* What is needed *
Report back every line from the entries below in which the word "segmentation" occurs.

* Source material *
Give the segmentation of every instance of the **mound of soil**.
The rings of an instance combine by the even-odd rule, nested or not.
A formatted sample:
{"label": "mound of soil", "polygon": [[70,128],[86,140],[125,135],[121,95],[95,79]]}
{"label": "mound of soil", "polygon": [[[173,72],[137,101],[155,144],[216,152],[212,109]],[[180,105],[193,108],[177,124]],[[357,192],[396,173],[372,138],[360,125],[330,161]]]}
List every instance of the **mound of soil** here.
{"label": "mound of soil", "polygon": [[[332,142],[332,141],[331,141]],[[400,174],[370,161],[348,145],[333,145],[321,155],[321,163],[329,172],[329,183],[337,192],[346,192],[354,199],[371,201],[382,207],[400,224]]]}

...

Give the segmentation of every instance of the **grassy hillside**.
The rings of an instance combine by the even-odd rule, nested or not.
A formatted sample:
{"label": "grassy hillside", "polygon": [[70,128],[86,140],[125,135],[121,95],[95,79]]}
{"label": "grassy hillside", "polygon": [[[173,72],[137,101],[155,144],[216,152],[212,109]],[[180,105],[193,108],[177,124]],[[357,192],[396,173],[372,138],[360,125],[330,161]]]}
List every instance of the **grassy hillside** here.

* Problem solution *
Give the segmentation of every instance of the **mound of soil**.
Give the segmentation of every instance of the **grassy hillside**.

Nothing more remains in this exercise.